--- Raw records ---

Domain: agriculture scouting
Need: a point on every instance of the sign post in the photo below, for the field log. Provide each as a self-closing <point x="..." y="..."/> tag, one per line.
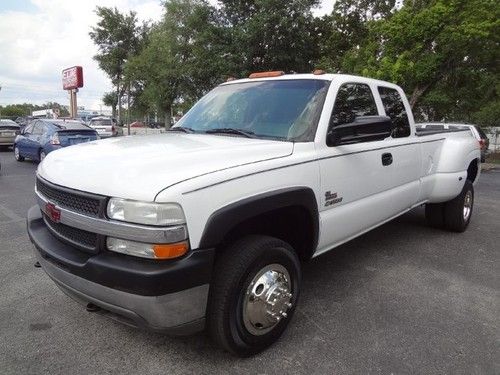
<point x="72" y="79"/>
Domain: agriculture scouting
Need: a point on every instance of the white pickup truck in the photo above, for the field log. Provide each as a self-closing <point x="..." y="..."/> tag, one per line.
<point x="206" y="226"/>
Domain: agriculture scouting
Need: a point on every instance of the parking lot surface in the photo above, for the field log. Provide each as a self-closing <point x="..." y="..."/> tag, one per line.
<point x="404" y="298"/>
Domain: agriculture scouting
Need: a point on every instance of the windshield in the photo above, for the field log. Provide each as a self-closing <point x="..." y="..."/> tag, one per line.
<point x="103" y="122"/>
<point x="287" y="109"/>
<point x="69" y="125"/>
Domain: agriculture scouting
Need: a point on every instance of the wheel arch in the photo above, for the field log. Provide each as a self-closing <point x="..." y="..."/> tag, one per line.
<point x="289" y="214"/>
<point x="473" y="170"/>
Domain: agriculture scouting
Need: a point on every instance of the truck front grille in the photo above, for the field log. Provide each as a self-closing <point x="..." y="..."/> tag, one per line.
<point x="84" y="203"/>
<point x="86" y="241"/>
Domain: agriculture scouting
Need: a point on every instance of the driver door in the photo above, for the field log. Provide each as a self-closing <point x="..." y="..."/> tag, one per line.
<point x="355" y="178"/>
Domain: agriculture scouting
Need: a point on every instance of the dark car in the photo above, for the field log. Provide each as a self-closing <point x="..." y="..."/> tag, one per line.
<point x="8" y="132"/>
<point x="43" y="136"/>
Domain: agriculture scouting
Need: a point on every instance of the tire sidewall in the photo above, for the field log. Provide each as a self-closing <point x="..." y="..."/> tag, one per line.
<point x="468" y="187"/>
<point x="17" y="155"/>
<point x="247" y="342"/>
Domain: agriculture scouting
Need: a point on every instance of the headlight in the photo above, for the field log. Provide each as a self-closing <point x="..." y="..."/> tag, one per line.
<point x="145" y="250"/>
<point x="161" y="214"/>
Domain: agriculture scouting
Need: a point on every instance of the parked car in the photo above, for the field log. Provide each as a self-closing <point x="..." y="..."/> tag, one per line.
<point x="206" y="226"/>
<point x="105" y="126"/>
<point x="46" y="135"/>
<point x="8" y="132"/>
<point x="482" y="138"/>
<point x="137" y="124"/>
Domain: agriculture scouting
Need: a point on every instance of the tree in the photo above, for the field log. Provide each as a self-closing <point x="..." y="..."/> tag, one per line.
<point x="347" y="28"/>
<point x="182" y="59"/>
<point x="270" y="35"/>
<point x="118" y="37"/>
<point x="443" y="52"/>
<point x="110" y="99"/>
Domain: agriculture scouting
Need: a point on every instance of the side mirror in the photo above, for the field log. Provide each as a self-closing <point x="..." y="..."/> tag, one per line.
<point x="362" y="129"/>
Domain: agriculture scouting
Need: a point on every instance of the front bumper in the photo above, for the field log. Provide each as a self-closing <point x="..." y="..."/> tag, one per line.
<point x="7" y="141"/>
<point x="163" y="296"/>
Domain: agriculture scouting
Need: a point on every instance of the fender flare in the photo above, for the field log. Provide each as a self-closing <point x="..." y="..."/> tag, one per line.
<point x="222" y="221"/>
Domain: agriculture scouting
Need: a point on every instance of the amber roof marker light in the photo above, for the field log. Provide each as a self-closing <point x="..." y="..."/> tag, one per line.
<point x="275" y="73"/>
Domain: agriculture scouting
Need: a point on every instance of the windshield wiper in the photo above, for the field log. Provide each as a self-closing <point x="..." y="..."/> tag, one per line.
<point x="244" y="133"/>
<point x="181" y="129"/>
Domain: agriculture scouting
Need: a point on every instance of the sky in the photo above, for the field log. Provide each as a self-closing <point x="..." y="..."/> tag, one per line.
<point x="39" y="38"/>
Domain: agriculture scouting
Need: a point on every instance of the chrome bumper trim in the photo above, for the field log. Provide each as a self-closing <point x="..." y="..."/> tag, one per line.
<point x="119" y="229"/>
<point x="153" y="312"/>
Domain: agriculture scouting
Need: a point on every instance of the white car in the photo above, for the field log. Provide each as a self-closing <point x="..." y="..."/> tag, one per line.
<point x="207" y="225"/>
<point x="104" y="126"/>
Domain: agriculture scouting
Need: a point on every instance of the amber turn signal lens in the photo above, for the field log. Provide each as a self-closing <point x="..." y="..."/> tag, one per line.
<point x="275" y="73"/>
<point x="171" y="250"/>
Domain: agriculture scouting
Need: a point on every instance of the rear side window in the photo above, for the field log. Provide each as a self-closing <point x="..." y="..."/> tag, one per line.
<point x="353" y="99"/>
<point x="38" y="129"/>
<point x="481" y="132"/>
<point x="395" y="109"/>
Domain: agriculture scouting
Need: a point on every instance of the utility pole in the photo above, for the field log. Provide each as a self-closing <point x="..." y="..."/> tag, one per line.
<point x="128" y="109"/>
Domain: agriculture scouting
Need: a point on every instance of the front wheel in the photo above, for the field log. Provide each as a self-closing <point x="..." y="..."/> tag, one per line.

---

Problem to solve>
Give every record back exactly as it reads, with no images.

Answer below>
Domain: agriculture scouting
Need: a point on every instance of the sign post in the photo below, for the field log. Provide each as a self-closing <point x="..." y="..."/> tag, one per line.
<point x="72" y="79"/>
Domain: agriculture scouting
Need: a point on every instance of the white pickup truck in the photo above, for the field log. Provide each as a self-closing <point x="..." y="..."/> tag, one per line.
<point x="206" y="226"/>
Domain: agriculture scouting
Need: a point on every instance of the parking lot surface in the photo above, for the field log. Provide each as a self-closing <point x="..." y="..."/> tag, one per line.
<point x="404" y="298"/>
Domain: agriculture scouting
Need: a point on every instance of the windshield in the photo above, for the field log. Provide each as a self-closing <point x="..." y="..."/> tag, one per line.
<point x="103" y="122"/>
<point x="287" y="109"/>
<point x="69" y="125"/>
Domain: agriculture scouting
Need: a point on every instance of the wheel arch in the photo above, for the field log. Provide each as a self-closing <point x="..." y="..."/> tag, one per line.
<point x="289" y="214"/>
<point x="473" y="170"/>
Domain: agriculture scouting
Need: a point on every instance of the truck front grille in the photo above, for the field log. Provide each as a self-closing <point x="..." y="..."/> tag, one per line.
<point x="84" y="203"/>
<point x="86" y="241"/>
Domain: agriculture scouting
Need: a point on every instance of the driver door in the photo above, for the field log. Provide each as a self-closing <point x="..." y="..."/> tag, one per line.
<point x="355" y="178"/>
Domain: agriculture scouting
Need: a point on every instance of the dark car in the photo above, for the field log. Provide each as a self-closing <point x="..." y="..."/> tag, one per line.
<point x="8" y="132"/>
<point x="43" y="136"/>
Domain: agriculture scouting
Need: a point on every instance of the tire sidewall in the photo above, for the field log. Provide each as a self-closing <point x="..." y="..."/> tag, one per line.
<point x="468" y="187"/>
<point x="17" y="155"/>
<point x="247" y="342"/>
Domain: agriculture scouting
Need: a point on every instance of the headlight in the photo above, for the field log. Provide each as a self-closing <point x="..." y="..."/> tag, one per line.
<point x="145" y="250"/>
<point x="161" y="214"/>
Domain: agriculture scouting
Need: a point on every instance of the parked car in the photo above, for the field log. Provide each as a self-closing <point x="..." y="..."/> tag, one per line.
<point x="206" y="226"/>
<point x="105" y="126"/>
<point x="46" y="135"/>
<point x="8" y="132"/>
<point x="482" y="138"/>
<point x="137" y="124"/>
Domain: agriculture scouting
Need: a point on every instance of the tree in the photo above, for the field log. Provide each as a self-closing <point x="..." y="..."/> tag, one per line.
<point x="347" y="28"/>
<point x="182" y="59"/>
<point x="270" y="35"/>
<point x="118" y="37"/>
<point x="443" y="52"/>
<point x="110" y="99"/>
Domain: agriculture scouting
Need: a point on every instance of the side mirror in the photo above, for the field log. Provide each as a self-closing <point x="..." y="..."/> tag, one per line.
<point x="362" y="129"/>
Domain: agriculture scouting
Need: a point on every instance of the front bumper in the photo above, for the field log. Provide each as a self-closing <point x="..." y="..."/> tag, one per line.
<point x="7" y="141"/>
<point x="163" y="296"/>
Domain: agriculture scouting
Need: a point on every instance of the fender flare in the photo above, for the field log. Provide each as a self-closing <point x="..." y="..."/> tag, one per line.
<point x="222" y="221"/>
Domain: agriculture scouting
Need: a point on every instance of the amber roof marker light in the photo above, for the field log. Provide each as a self-closing <point x="..." y="..."/> tag, one per line.
<point x="275" y="73"/>
Domain: agriculture scouting
Need: a point on every instance of the windshield wiper in the photo above, for the field log. Provide each as a self-closing <point x="..." y="..."/> tag, one per line.
<point x="244" y="133"/>
<point x="181" y="129"/>
Domain: agriculture scouting
Need: a point on every instance of the sky in the photo above, for the field log. Provide each as a self-closing <point x="..." y="..."/> tag, one per line.
<point x="39" y="38"/>
Domain: agriculture scouting
Need: a point on every instance of the chrome bumper trim in the photo above, for the field log. Provide each as a self-closing <point x="..." y="..."/> tag, one per line.
<point x="119" y="229"/>
<point x="153" y="312"/>
Domain: agriculture scouting
Need: a point on every instance of the white car in the photo above, for the field log. Provide each as a self-closing <point x="..." y="..."/> tag, one per line.
<point x="207" y="225"/>
<point x="104" y="126"/>
Domain: agriculture scouting
Need: a point on every instance of the amber turn signal lens in the photo above, for the field log. Provide each as a self-closing <point x="..." y="..."/> tag, one per line.
<point x="275" y="73"/>
<point x="171" y="250"/>
Domain: agriculture scouting
Need: a point on every instance of the rear side window in the photo above, for the field log. Provide each as a self-closing <point x="..." y="..."/> tag, one per line.
<point x="353" y="99"/>
<point x="38" y="129"/>
<point x="481" y="132"/>
<point x="395" y="109"/>
Domain: agriculture scouting
Need: a point on every instance of the utility pole in the photo above, for the field log. Provide each as a self-closing <point x="..." y="..."/> tag, one per line.
<point x="128" y="109"/>
Domain: agriculture scouting
Need: a point on every instance of the front wheel in the photo above, for the field log. Provide each as a self-closing <point x="..." y="..."/> tag, one per line.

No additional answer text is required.